= THE EXERCISE =
Set each entry down verbatim, omitting images.

__________________________________________________

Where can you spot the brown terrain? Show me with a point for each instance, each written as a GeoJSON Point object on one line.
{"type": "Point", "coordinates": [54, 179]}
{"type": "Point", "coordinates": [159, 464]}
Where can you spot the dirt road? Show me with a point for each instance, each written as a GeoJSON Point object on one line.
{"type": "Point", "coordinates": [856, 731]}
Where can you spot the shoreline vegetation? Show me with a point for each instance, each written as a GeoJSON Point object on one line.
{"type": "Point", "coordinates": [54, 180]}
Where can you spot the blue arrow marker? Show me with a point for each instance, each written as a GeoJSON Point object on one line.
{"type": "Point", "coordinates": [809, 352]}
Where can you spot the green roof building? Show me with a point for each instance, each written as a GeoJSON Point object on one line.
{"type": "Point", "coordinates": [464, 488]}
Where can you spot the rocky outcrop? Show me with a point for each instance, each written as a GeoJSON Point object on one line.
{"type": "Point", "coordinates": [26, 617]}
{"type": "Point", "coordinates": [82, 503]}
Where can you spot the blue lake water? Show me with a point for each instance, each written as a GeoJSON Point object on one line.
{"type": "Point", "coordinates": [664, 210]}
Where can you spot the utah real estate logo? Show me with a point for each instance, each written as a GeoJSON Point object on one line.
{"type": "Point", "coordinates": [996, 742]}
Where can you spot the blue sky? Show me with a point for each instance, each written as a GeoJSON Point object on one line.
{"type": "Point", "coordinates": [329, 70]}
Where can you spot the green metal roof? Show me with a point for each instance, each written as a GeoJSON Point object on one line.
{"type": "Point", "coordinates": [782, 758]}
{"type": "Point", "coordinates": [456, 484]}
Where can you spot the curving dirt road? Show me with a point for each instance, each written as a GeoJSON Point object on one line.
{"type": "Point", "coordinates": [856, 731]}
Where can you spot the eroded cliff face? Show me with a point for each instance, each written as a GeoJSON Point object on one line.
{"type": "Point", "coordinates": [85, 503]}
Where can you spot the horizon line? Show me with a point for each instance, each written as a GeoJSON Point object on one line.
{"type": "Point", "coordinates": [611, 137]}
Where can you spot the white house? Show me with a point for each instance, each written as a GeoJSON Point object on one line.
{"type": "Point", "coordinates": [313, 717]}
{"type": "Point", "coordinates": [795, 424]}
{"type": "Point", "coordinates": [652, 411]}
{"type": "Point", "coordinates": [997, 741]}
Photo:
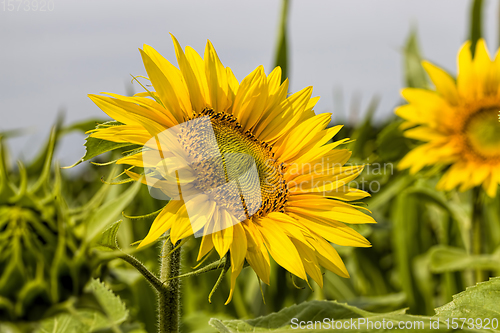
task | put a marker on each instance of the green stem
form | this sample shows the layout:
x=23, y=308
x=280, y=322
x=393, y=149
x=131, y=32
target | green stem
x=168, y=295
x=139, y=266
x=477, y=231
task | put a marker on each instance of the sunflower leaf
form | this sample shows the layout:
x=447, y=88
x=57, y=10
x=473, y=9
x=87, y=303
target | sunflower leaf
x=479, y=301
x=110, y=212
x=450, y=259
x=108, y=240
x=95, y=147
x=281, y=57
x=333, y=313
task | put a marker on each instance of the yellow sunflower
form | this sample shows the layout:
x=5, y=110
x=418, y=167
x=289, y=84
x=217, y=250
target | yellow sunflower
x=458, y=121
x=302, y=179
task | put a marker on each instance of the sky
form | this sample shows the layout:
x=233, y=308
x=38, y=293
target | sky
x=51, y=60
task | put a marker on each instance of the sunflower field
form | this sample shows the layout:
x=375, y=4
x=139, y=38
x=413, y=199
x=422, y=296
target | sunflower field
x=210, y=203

__________________________________________________

= TASK OUTPUT =
Where can you spot the brown terrain? Show me with a point for each instance, each written as a GeoJSON Point object on one line.
{"type": "Point", "coordinates": [54, 179]}
{"type": "Point", "coordinates": [159, 464]}
Where can you spot the dirt road? Show me with a point for each instance, each written as a GeoJSON Point object on one line.
{"type": "Point", "coordinates": [856, 731]}
Where can you spot the shoreline vegetation? Show me with a point for each instance, each written as a GeoJSON Point object on one line.
{"type": "Point", "coordinates": [54, 180]}
Where can you spot the blue arrow marker? Show me with a point for each instance, each written as a GeoJSON Point object on one line.
{"type": "Point", "coordinates": [809, 352]}
Where can you spot the green roof building? Show me with a point for each instance, each written as a GeoJSON Point object on one line.
{"type": "Point", "coordinates": [464, 488]}
Where can you spot the rocky outcrop? Show me with a point for each instance, each written as a GeoJSON Point object on one line.
{"type": "Point", "coordinates": [26, 617]}
{"type": "Point", "coordinates": [82, 503]}
Where can you spot the blue lake water? Show me with a point for each instance, each written as a GeoJSON Point object on one line.
{"type": "Point", "coordinates": [664, 210]}
Where can you spot the utah real estate logo? Show me with a point for each instance, each written as a GeoJSON Point object on one line.
{"type": "Point", "coordinates": [996, 742]}
Where can you spot the blue sky? Show me with a point for each instance, each written as a GeoJSON Point object on one line.
{"type": "Point", "coordinates": [329, 70]}
Where can you spot the green metal roof? Show me with a point for each instance, each written as a GeoJSON Point object on one line.
{"type": "Point", "coordinates": [782, 758]}
{"type": "Point", "coordinates": [456, 484]}
Where can you spot the curving dirt road? Show me with a point for each instance, each written as a GeoJSON Point object on one line.
{"type": "Point", "coordinates": [856, 731]}
Where can you spot the eroded cliff face? Show me with a point for each instance, each written as a GeoJSON Point object on one line.
{"type": "Point", "coordinates": [85, 503]}
Where can you spot the horizon line? Show me with a point for each instance, each written as a GeoJSON Point object on one line.
{"type": "Point", "coordinates": [611, 137]}
Where can you spot the white house? Show me with a point for each instance, each written as a GeoJSON Point object on one line.
{"type": "Point", "coordinates": [313, 717]}
{"type": "Point", "coordinates": [795, 424]}
{"type": "Point", "coordinates": [652, 411]}
{"type": "Point", "coordinates": [997, 741]}
Photo:
task | put a marker on each instance of the green stem
form | this sample shows the layout:
x=23, y=308
x=280, y=322
x=393, y=149
x=131, y=32
target | green stem
x=168, y=295
x=139, y=266
x=477, y=231
task | put a marker on each instance of the sunflower leaf
form | this sample shows the layout:
x=447, y=88
x=57, y=10
x=473, y=9
x=87, y=303
target | sunflower leaf
x=479, y=301
x=110, y=212
x=450, y=259
x=108, y=240
x=95, y=147
x=281, y=57
x=333, y=313
task | put a marker on each instance of the yellow sunflower
form | this sample shows the layout:
x=5, y=110
x=418, y=167
x=289, y=84
x=217, y=250
target | yellow sunflower
x=458, y=121
x=302, y=179
task | put a marker on each instance of the sky
form | this sample shows the layout:
x=233, y=308
x=38, y=293
target | sky
x=51, y=60
task | put a marker on each instance of the sunflower field
form | this sample shows the layout:
x=375, y=4
x=139, y=38
x=413, y=199
x=422, y=296
target | sunflower field
x=210, y=203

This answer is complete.